▶ **Short exercise**:
Quote, without any change, the line that contains "Note to the class: find the blue jeans" and all lines that follow it to the end of the data below.

▶ **Extracted entries**:

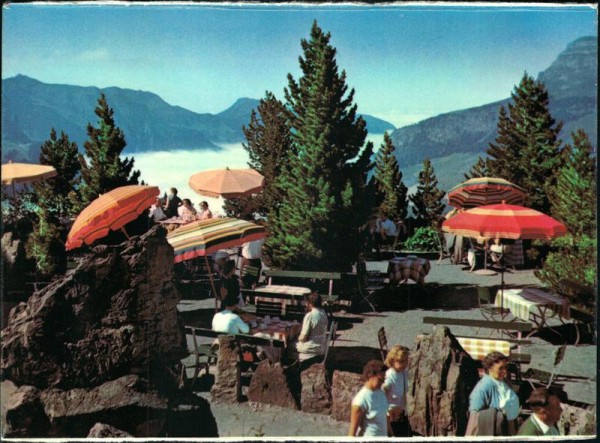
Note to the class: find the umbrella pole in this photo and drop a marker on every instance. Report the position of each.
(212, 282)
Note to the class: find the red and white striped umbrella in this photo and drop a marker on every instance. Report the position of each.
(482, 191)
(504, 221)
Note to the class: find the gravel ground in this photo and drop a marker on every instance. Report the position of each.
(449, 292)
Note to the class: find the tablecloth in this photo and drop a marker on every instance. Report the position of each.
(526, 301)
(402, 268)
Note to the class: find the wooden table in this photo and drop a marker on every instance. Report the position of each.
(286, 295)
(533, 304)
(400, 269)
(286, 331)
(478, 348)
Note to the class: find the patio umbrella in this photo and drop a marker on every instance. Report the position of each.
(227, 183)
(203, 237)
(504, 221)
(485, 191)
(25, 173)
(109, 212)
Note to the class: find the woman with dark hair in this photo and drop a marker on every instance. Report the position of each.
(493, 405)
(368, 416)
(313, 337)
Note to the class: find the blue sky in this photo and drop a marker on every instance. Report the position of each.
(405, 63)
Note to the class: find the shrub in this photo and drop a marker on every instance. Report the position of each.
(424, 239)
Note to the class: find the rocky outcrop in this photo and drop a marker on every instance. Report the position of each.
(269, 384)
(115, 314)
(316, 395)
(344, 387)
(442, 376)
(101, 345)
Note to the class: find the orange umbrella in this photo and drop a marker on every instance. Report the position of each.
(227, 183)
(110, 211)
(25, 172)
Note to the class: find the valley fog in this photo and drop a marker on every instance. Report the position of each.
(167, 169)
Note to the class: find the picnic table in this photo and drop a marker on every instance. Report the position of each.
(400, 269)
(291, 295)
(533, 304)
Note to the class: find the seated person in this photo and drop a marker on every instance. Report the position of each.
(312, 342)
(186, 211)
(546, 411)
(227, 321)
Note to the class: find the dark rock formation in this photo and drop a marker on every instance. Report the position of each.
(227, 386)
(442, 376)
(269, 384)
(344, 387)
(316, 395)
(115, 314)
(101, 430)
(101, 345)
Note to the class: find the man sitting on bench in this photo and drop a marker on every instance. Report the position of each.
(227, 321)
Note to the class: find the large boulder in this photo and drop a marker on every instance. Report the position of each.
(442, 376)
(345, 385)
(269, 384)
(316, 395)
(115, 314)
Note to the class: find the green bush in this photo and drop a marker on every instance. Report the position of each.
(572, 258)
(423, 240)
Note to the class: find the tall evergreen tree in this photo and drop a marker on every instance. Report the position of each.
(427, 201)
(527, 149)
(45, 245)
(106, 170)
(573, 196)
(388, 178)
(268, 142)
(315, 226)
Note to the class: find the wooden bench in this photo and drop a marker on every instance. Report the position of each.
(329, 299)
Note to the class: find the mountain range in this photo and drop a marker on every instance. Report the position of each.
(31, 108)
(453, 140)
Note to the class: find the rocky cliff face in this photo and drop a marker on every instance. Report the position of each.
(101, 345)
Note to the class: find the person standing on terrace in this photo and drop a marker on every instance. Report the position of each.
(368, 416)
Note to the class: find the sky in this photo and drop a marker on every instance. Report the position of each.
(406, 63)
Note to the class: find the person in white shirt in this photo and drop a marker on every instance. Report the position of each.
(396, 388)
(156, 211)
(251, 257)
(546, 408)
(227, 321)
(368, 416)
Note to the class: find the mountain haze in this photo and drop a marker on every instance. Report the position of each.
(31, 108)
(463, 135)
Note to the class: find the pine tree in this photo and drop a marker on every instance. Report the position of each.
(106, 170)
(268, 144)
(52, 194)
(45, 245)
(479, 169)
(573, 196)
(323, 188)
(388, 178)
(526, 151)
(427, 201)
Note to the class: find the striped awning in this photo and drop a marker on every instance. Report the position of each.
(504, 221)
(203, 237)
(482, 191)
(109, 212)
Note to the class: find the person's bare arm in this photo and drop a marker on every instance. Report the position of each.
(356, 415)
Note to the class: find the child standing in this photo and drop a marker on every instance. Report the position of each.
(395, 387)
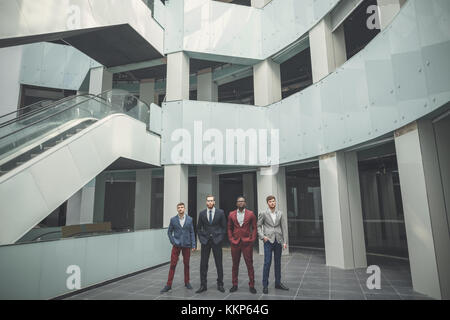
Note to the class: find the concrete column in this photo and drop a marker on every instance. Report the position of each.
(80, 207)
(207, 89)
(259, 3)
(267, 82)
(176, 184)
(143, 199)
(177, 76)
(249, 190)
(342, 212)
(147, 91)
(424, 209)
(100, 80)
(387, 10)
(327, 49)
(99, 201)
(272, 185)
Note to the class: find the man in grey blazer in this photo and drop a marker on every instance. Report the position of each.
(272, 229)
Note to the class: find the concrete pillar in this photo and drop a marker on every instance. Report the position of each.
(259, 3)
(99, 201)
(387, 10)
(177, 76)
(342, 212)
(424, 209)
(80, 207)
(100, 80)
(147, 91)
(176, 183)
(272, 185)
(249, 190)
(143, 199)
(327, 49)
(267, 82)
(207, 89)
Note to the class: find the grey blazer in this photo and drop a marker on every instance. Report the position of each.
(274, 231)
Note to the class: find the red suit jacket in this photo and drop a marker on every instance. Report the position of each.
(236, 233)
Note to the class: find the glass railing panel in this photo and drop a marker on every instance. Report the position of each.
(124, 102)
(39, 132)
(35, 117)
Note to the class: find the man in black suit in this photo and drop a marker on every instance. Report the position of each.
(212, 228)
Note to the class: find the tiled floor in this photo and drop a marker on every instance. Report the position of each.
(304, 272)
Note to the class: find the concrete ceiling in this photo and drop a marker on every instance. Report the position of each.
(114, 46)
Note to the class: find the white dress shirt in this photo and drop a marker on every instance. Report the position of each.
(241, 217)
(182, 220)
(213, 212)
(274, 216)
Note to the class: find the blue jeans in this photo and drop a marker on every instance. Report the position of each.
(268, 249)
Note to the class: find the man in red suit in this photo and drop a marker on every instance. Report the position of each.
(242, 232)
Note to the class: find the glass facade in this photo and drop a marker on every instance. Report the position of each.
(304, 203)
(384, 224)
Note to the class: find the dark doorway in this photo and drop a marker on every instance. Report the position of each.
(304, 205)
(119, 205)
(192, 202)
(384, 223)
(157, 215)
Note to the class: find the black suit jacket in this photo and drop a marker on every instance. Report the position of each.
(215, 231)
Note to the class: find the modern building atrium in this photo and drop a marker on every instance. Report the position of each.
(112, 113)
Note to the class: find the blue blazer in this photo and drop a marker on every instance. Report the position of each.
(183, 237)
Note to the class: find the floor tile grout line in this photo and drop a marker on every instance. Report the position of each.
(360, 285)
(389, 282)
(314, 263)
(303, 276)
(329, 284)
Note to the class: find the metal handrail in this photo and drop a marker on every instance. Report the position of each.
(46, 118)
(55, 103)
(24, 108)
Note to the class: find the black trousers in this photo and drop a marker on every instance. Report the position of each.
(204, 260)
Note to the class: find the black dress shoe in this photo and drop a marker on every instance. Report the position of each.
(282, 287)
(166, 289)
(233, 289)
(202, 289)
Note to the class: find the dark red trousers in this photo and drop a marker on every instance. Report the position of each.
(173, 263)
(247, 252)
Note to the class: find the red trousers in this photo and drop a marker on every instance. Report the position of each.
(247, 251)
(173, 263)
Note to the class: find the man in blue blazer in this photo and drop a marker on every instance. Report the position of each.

▶ **Finished task**:
Note to the class: find the blue jeans in this photo and drop a marker on every instance. Report the position of each.
(268, 249)
Note to the class: find the man in red suit in this photo and drop a marker on every instance. Report the position of each.
(242, 232)
Note to the class: find the glass facade in this photo and drop a marker on every instance. Report the position of each.
(304, 203)
(384, 224)
Note to the class: find the dark doorway in this photo and drop a marker on every instance. Report the position of each.
(304, 205)
(119, 205)
(192, 202)
(384, 223)
(157, 215)
Note to the class: find the black suit jacket in this photo and drop a marker on every instance. Report the position of each.
(215, 231)
Note to the class: find the modern building atrium in this photo and drop a marker on every instance. Report the position of each.
(112, 113)
Note to the class: find the blue blazer in this photo and drop a marker on every instance. Report the position of each.
(183, 237)
Note to the class: find the floor tile grout line in this photo and drop a marker on every instance. Report the position of each.
(360, 285)
(389, 282)
(314, 263)
(303, 276)
(329, 284)
Note to the class: find the metal handrail in this photo and drop a marker on every instance. Report the position of each.
(46, 118)
(55, 103)
(24, 108)
Note to the class: find the black trousers in this photo and drop a marker on every instance. Report the position of each.
(204, 260)
Note to the class: find the black dress shoe in this photo and drop a marker on every instance. Report the position of each.
(282, 287)
(166, 289)
(233, 289)
(202, 289)
Note to the class: find the dark red trousers in this photo and drop a marker on every instance. Report the position of each.
(173, 263)
(247, 252)
Note to the class: find the red trousers in this photo and drop a marker on every instance. Report the position of each.
(247, 251)
(173, 263)
Note to the class: find the man in blue blazer in this photo and drop a marker on every instance. Report the position of each.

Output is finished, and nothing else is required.